At Stonehenge, in Wiltshire, England, the day is one steeped in tradition. Crowds of people arrive early in the morning and then make their way to the field and across the sprawling green hills in the direction of the Stonehenge monument. On the solstice, the sun is set to rise at 8:09 a.m. local time at Stonehenge, and by then the visitors to the monument will be at the giant circle of mysterious stones.

The sun appears to set framed between the arches of the monument signifying the midwinter sunset, according to English Heritage. An artist's concept of the sunset is available online showing how the sun sets on the day of the solstice around 4 in the afternoon.

The English Heritage group for Stonehenge warned that there was limited parking available for the solstice and visitors should arrive early to get a parking spot. They should also be ready for the 30 minute walk out to the monument. English Heritage posted a live stream of the event in the years past and made it available on YouTube.

+++

◆ Requirement:
Could you carry on the text about the winter solstice at Stonehenge, picking up after its final sentence? The material after this text has nothing to do with what's asked here.

+++

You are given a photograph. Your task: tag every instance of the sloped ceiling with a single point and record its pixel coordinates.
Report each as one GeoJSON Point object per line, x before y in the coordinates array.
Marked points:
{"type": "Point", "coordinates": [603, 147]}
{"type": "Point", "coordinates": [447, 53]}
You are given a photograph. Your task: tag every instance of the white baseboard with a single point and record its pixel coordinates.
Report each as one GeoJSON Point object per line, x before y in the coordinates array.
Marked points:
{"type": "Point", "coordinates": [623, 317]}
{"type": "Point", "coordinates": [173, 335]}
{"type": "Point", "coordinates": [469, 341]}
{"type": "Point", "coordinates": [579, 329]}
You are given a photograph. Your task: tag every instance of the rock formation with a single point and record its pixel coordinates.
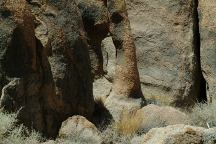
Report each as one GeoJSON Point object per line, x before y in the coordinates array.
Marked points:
{"type": "Point", "coordinates": [101, 17]}
{"type": "Point", "coordinates": [207, 10]}
{"type": "Point", "coordinates": [44, 63]}
{"type": "Point", "coordinates": [167, 38]}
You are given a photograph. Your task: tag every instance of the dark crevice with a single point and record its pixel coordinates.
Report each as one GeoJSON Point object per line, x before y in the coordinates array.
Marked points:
{"type": "Point", "coordinates": [202, 95]}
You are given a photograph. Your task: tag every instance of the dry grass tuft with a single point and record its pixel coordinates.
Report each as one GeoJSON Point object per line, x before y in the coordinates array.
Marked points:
{"type": "Point", "coordinates": [12, 134]}
{"type": "Point", "coordinates": [204, 115]}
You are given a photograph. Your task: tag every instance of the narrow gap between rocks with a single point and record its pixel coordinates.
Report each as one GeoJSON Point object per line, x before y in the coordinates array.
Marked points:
{"type": "Point", "coordinates": [202, 95]}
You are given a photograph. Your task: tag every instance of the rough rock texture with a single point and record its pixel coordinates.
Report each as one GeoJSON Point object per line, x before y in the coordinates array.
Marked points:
{"type": "Point", "coordinates": [96, 22]}
{"type": "Point", "coordinates": [156, 116]}
{"type": "Point", "coordinates": [179, 134]}
{"type": "Point", "coordinates": [101, 17]}
{"type": "Point", "coordinates": [207, 11]}
{"type": "Point", "coordinates": [79, 129]}
{"type": "Point", "coordinates": [44, 91]}
{"type": "Point", "coordinates": [165, 34]}
{"type": "Point", "coordinates": [126, 91]}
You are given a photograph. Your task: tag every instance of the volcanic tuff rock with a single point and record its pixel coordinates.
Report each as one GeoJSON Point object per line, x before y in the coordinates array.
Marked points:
{"type": "Point", "coordinates": [101, 18]}
{"type": "Point", "coordinates": [166, 36]}
{"type": "Point", "coordinates": [207, 11]}
{"type": "Point", "coordinates": [44, 63]}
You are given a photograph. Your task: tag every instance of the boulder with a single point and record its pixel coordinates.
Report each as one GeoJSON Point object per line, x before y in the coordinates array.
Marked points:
{"type": "Point", "coordinates": [44, 63]}
{"type": "Point", "coordinates": [207, 22]}
{"type": "Point", "coordinates": [78, 129]}
{"type": "Point", "coordinates": [160, 116]}
{"type": "Point", "coordinates": [165, 34]}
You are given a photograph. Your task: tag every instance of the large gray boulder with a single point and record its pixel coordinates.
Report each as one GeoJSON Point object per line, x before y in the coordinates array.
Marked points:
{"type": "Point", "coordinates": [165, 34]}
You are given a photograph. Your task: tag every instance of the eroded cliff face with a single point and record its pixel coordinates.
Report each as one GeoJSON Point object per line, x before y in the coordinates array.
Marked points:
{"type": "Point", "coordinates": [207, 11]}
{"type": "Point", "coordinates": [52, 52]}
{"type": "Point", "coordinates": [44, 62]}
{"type": "Point", "coordinates": [166, 34]}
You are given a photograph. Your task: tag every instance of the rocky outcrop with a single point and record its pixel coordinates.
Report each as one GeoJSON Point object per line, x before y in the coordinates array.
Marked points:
{"type": "Point", "coordinates": [126, 91]}
{"type": "Point", "coordinates": [178, 134]}
{"type": "Point", "coordinates": [110, 17]}
{"type": "Point", "coordinates": [207, 24]}
{"type": "Point", "coordinates": [44, 63]}
{"type": "Point", "coordinates": [166, 36]}
{"type": "Point", "coordinates": [78, 129]}
{"type": "Point", "coordinates": [160, 116]}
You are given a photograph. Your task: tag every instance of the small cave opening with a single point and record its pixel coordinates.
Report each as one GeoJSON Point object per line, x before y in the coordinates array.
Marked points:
{"type": "Point", "coordinates": [202, 92]}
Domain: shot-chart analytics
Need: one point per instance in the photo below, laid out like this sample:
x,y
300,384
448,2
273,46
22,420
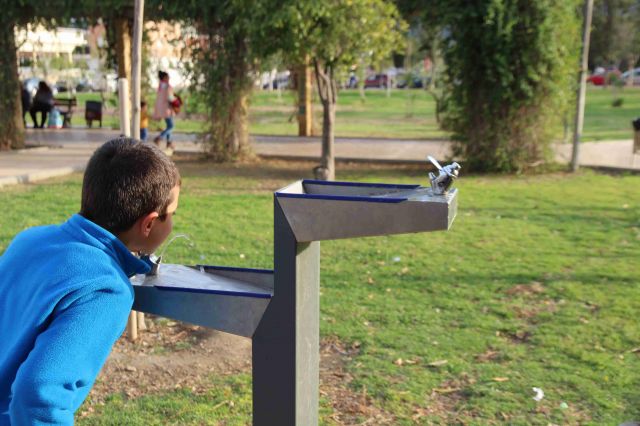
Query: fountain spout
x,y
153,261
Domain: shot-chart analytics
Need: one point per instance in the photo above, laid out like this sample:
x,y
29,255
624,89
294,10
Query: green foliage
x,y
340,32
510,65
614,33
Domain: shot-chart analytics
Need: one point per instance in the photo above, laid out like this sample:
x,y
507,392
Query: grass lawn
x,y
405,114
536,285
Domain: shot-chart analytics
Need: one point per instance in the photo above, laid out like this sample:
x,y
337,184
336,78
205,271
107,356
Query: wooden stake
x,y
582,86
123,97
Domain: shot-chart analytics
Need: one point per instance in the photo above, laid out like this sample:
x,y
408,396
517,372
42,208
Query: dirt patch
x,y
531,289
349,408
445,400
170,355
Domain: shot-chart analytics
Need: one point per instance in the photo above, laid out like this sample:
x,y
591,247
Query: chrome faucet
x,y
153,261
440,184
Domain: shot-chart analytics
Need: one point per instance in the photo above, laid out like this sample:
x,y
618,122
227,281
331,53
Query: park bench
x,y
93,111
66,106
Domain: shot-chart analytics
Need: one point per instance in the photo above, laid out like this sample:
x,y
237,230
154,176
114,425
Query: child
x,y
144,121
65,293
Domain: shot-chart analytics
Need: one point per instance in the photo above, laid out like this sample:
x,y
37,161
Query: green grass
x,y
405,114
536,285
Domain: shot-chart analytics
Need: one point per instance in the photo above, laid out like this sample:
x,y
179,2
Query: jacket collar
x,y
92,234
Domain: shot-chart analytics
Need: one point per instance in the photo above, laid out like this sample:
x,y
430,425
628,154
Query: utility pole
x,y
136,68
582,85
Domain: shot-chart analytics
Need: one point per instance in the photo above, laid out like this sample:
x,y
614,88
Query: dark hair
x,y
125,180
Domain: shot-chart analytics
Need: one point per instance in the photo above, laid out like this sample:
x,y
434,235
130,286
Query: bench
x,y
68,104
93,111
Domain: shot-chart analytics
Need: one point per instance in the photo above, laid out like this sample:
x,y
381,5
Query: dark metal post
x,y
286,343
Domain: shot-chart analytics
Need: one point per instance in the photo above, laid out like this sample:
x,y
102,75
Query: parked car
x,y
376,80
636,76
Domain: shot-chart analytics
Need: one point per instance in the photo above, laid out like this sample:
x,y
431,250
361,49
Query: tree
x,y
232,37
508,67
335,34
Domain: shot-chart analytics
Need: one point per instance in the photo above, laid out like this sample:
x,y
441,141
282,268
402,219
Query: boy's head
x,y
131,189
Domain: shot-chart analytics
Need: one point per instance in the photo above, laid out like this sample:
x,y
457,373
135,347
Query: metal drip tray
x,y
321,210
192,279
232,300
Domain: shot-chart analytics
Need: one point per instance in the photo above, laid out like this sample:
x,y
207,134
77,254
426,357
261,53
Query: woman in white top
x,y
163,109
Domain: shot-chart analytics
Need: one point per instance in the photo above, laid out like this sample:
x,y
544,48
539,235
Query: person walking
x,y
163,109
25,96
144,121
43,103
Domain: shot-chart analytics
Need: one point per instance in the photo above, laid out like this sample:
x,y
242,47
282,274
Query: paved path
x,y
64,151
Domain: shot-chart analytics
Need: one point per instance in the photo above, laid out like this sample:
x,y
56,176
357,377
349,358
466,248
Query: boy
x,y
65,293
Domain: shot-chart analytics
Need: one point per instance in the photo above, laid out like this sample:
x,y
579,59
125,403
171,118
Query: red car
x,y
596,79
376,80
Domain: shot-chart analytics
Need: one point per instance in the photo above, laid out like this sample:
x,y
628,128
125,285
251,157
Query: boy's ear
x,y
147,222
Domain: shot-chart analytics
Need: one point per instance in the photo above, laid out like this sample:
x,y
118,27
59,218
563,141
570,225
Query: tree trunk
x,y
123,48
328,139
11,124
328,92
305,116
239,142
582,85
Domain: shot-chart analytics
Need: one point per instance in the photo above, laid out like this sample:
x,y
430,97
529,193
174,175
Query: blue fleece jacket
x,y
64,300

+++

◆ Task output:
During the winter solstice, the Earth's Northern Hemisphere is tilted away from the sun on its axis making for a colder climate and winter weather. The sun is also then at the lowest point in the sky making for colder weather as well.

During the summer solstice there's a celebration as well, marking the first day of summer and in celebration of the longer days to come filled with more sunlight.

After the solstice sunrise was over, English Heritage also posted a time lapse of the sunrise.